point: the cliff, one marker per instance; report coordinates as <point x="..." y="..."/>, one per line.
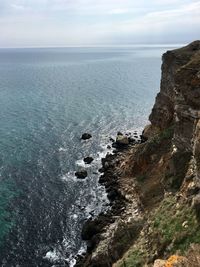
<point x="154" y="187"/>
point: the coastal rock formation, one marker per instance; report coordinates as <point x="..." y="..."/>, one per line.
<point x="81" y="174"/>
<point x="86" y="136"/>
<point x="88" y="160"/>
<point x="156" y="183"/>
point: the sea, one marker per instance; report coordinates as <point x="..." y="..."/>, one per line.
<point x="49" y="97"/>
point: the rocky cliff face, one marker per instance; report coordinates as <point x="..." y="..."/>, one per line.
<point x="159" y="180"/>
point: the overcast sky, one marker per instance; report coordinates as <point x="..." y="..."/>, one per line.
<point x="25" y="23"/>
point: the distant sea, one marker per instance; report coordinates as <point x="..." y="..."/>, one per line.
<point x="48" y="98"/>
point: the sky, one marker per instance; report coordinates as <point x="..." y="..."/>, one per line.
<point x="46" y="23"/>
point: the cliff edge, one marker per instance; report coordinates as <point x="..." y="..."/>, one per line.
<point x="155" y="214"/>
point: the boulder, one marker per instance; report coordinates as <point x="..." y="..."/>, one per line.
<point x="88" y="160"/>
<point x="86" y="136"/>
<point x="90" y="228"/>
<point x="122" y="140"/>
<point x="81" y="174"/>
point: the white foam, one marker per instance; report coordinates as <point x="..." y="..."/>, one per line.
<point x="52" y="256"/>
<point x="62" y="149"/>
<point x="69" y="177"/>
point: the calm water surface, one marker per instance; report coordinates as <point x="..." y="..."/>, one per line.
<point x="48" y="98"/>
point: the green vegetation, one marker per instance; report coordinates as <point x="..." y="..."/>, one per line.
<point x="7" y="193"/>
<point x="136" y="259"/>
<point x="166" y="134"/>
<point x="173" y="226"/>
<point x="177" y="226"/>
<point x="141" y="178"/>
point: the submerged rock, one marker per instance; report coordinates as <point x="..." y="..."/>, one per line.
<point x="88" y="160"/>
<point x="122" y="140"/>
<point x="81" y="174"/>
<point x="86" y="136"/>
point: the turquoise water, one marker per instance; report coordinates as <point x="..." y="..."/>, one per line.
<point x="48" y="98"/>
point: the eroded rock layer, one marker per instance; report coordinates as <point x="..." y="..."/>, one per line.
<point x="156" y="185"/>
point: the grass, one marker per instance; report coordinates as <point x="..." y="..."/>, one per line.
<point x="173" y="229"/>
<point x="166" y="134"/>
<point x="141" y="178"/>
<point x="178" y="227"/>
<point x="136" y="259"/>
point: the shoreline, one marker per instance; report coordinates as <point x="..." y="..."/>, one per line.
<point x="123" y="203"/>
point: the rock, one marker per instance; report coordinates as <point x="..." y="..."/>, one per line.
<point x="159" y="263"/>
<point x="90" y="228"/>
<point x="112" y="194"/>
<point x="86" y="136"/>
<point x="81" y="174"/>
<point x="88" y="160"/>
<point x="196" y="204"/>
<point x="150" y="131"/>
<point x="131" y="140"/>
<point x="101" y="170"/>
<point x="122" y="140"/>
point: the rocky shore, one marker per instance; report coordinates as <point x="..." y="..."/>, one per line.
<point x="154" y="186"/>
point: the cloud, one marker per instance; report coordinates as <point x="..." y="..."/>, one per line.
<point x="86" y="22"/>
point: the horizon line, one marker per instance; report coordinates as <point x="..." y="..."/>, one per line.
<point x="98" y="46"/>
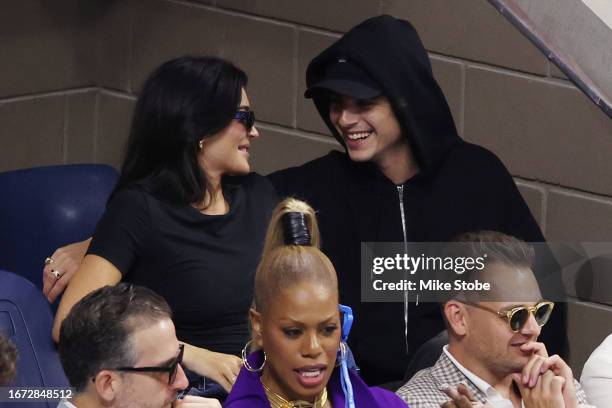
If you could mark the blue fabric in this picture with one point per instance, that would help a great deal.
(45, 208)
(25, 318)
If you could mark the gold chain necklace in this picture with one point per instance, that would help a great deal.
(276, 401)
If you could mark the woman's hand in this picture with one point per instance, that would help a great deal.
(94, 273)
(222, 368)
(63, 263)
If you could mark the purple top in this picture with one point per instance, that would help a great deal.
(249, 393)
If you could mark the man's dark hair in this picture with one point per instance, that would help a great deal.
(96, 333)
(8, 360)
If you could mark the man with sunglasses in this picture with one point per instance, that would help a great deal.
(493, 349)
(118, 348)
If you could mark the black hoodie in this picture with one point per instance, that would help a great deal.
(460, 187)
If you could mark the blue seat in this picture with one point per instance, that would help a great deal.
(25, 318)
(44, 208)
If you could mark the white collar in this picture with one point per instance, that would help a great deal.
(493, 396)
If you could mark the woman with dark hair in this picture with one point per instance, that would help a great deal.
(298, 327)
(187, 219)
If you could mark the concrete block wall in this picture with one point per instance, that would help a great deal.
(71, 71)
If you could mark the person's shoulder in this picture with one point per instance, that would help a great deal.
(387, 398)
(422, 390)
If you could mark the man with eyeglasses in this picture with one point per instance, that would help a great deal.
(493, 356)
(118, 348)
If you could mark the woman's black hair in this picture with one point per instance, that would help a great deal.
(183, 101)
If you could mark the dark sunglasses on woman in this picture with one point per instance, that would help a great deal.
(247, 118)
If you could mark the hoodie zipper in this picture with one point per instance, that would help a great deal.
(400, 192)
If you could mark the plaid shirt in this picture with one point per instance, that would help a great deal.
(426, 388)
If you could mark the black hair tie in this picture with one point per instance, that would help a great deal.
(296, 231)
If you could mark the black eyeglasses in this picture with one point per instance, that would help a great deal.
(518, 316)
(247, 118)
(171, 369)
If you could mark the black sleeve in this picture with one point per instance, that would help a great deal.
(121, 232)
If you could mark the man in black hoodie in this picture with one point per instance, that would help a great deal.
(407, 176)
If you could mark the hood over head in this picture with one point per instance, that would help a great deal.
(388, 52)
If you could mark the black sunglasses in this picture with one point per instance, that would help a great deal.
(172, 369)
(518, 316)
(247, 118)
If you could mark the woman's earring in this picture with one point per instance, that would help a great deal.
(245, 361)
(341, 354)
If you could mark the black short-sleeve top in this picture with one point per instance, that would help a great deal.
(203, 265)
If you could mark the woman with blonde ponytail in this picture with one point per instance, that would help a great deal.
(298, 330)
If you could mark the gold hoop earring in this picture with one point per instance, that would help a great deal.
(245, 361)
(341, 355)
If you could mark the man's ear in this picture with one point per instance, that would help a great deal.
(107, 385)
(255, 317)
(456, 317)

> Assignment
Copy the data above word for word. Pictures stay out.

> Answer to the exercise
point: the cliff, one marker per instance; report coordinates as <point x="..." y="..."/>, one per line.
<point x="154" y="187"/>
point: the coastal rock formation, one marker per instance; report coordinates as <point x="..." y="..."/>, one per line.
<point x="81" y="174"/>
<point x="86" y="136"/>
<point x="88" y="160"/>
<point x="156" y="183"/>
point: the sea, one marker per instance; report coordinates as <point x="..." y="..."/>, one per line.
<point x="49" y="97"/>
point: the rocky cliff face, one marker per instance; report coordinates as <point x="..." y="..."/>, one per line.
<point x="159" y="180"/>
point: the overcast sky, one marker per instance; report coordinates as <point x="..." y="..."/>, one per line.
<point x="25" y="23"/>
point: the distant sea, one marker per instance; report coordinates as <point x="..." y="..."/>, one per line.
<point x="48" y="98"/>
point: the sky, one marker per instance; report coordinates as <point x="..." y="..."/>, one per line.
<point x="46" y="23"/>
point: the cliff edge, one marker per instance; report coordinates as <point x="..." y="..."/>, one per line.
<point x="155" y="214"/>
point: the boulder, one marker per instance; report coordinates as <point x="..." y="..."/>, one per line.
<point x="88" y="160"/>
<point x="86" y="136"/>
<point x="90" y="228"/>
<point x="122" y="140"/>
<point x="81" y="174"/>
point: the white foam, one marker per instance; report coordinates as <point x="..." y="..."/>, one per line.
<point x="52" y="256"/>
<point x="62" y="149"/>
<point x="69" y="177"/>
point: the calm water surface, one marker per instance; report coordinates as <point x="..." y="..."/>, one per line.
<point x="48" y="98"/>
point: the green vegetation, one marker per instance; report coordinates as <point x="..." y="..."/>, one per line.
<point x="7" y="193"/>
<point x="136" y="259"/>
<point x="166" y="134"/>
<point x="173" y="226"/>
<point x="177" y="226"/>
<point x="141" y="178"/>
point: the submerged rock, one marker per instance; report coordinates as <point x="..." y="..."/>, one per line.
<point x="88" y="160"/>
<point x="122" y="140"/>
<point x="81" y="174"/>
<point x="86" y="136"/>
point: the turquoise water, one marker per instance; report coordinates as <point x="..." y="..."/>, one per line.
<point x="48" y="98"/>
point: the eroded rock layer, one marker per instance; report coordinates as <point x="..." y="..."/>, one per line.
<point x="156" y="185"/>
point: the grass, one marker per instance; report coordinates as <point x="..." y="..."/>, one per line.
<point x="173" y="229"/>
<point x="166" y="134"/>
<point x="141" y="178"/>
<point x="178" y="227"/>
<point x="136" y="259"/>
point: the shoreline, one marker per instance; report coordinates as <point x="..." y="..."/>, one per line.
<point x="123" y="203"/>
point: the rock, one marker per instance; report coordinates as <point x="..." y="..."/>, one per line.
<point x="159" y="263"/>
<point x="90" y="228"/>
<point x="112" y="194"/>
<point x="86" y="136"/>
<point x="81" y="174"/>
<point x="88" y="160"/>
<point x="196" y="204"/>
<point x="150" y="131"/>
<point x="131" y="140"/>
<point x="101" y="170"/>
<point x="122" y="140"/>
point: the rocky shore, one marker per instance; report coordinates as <point x="..." y="..."/>, one per line.
<point x="154" y="186"/>
point: the cloud, one marker per instance; report coordinates as <point x="..." y="..."/>, one per line.
<point x="86" y="22"/>
point: the horizon line, one marker per instance; report coordinates as <point x="..." y="..."/>, one per line.
<point x="98" y="46"/>
If you could mark the blue fabric in this picture with one point per instance, that would help a great deal.
(45, 208)
(25, 318)
If you could mark the gold chain necklace in this picture with one point per instance, that would help a great deal.
(276, 401)
If you could mark the woman's hand in this picture with one point per instance, that would help a great deal.
(94, 273)
(222, 368)
(63, 263)
If you could mark the purple top in this picture with one point per instance, that would help a great deal.
(249, 393)
If you could mark the man's dark hair in this picture with one point per instance, that would help a great deal.
(96, 333)
(8, 360)
If you could mark the man with sunglasses in this picture with one point per instance, that would help a great deal.
(493, 349)
(118, 348)
If you could mark the black hoodie in this picture with one point per instance, that would help a great deal.
(460, 187)
If you could mark the blue seat in this picture with one point per instance, that would help a great deal.
(25, 318)
(44, 208)
If you could mark the white collar in this picture with one point per instance, that would help a great deal.
(493, 396)
If you could mark the woman with dark hair in this picture with one point per instance, that would help a great deal.
(298, 327)
(187, 219)
If you could mark the concrete block wall in this picture with one point per instance, that would help a great deal.
(71, 71)
If you could mark the person's shoulder in this picture with one point per instance, that would help a great deal.
(387, 398)
(422, 390)
If you could mark the man with eyeglasses in this picture with one point per instance, that would help a great deal.
(493, 356)
(118, 348)
If you could mark the woman's black hair in this picture with one point per instance, that would help a great deal.
(183, 101)
If you could mark the dark sunglasses on woman in this picture with one point per instance, that would help a great deal.
(247, 118)
If you could mark the hoodie zipper in this picture with one point per instance, that would help a great deal.
(400, 192)
If you could mark the plaid shirt in this picture with one point per instance, that would help a great deal.
(426, 388)
If you could mark the black hair tie in this picture with one point per instance, that would help a great deal.
(296, 231)
If you could mark the black eyeglasses in this picture with one point per instance, that would help a great deal.
(518, 316)
(247, 118)
(171, 369)
If you could mark the black sleeve in this picture with one point per instance, that would help a great deal.
(121, 232)
If you could mark the man in black hoodie in this picture with one point per instance, that would help a great deal.
(407, 176)
If you could mark the hood over head in this picture with one point per instance, that would help a great deal.
(388, 52)
If you could mark the black sunglasses in this picture with one point per instance, that would help a great deal.
(172, 369)
(518, 316)
(247, 118)
If you could mark the woman's earring in this picture with one point per instance, that would help a great deal.
(245, 361)
(341, 354)
If you could mark the black short-sleeve top in this picture with one point per instance, that would help a great deal.
(203, 265)
If you could mark the woman with blonde ponytail in this picture with one point per instance, that would help a great deal.
(298, 330)
If you could mark the gold hoop earring in this picture with one point per instance, that would help a great deal.
(245, 361)
(341, 355)
If you could mark the man's ear in this picture with one point per instance, that would help a great deal.
(107, 385)
(255, 317)
(456, 317)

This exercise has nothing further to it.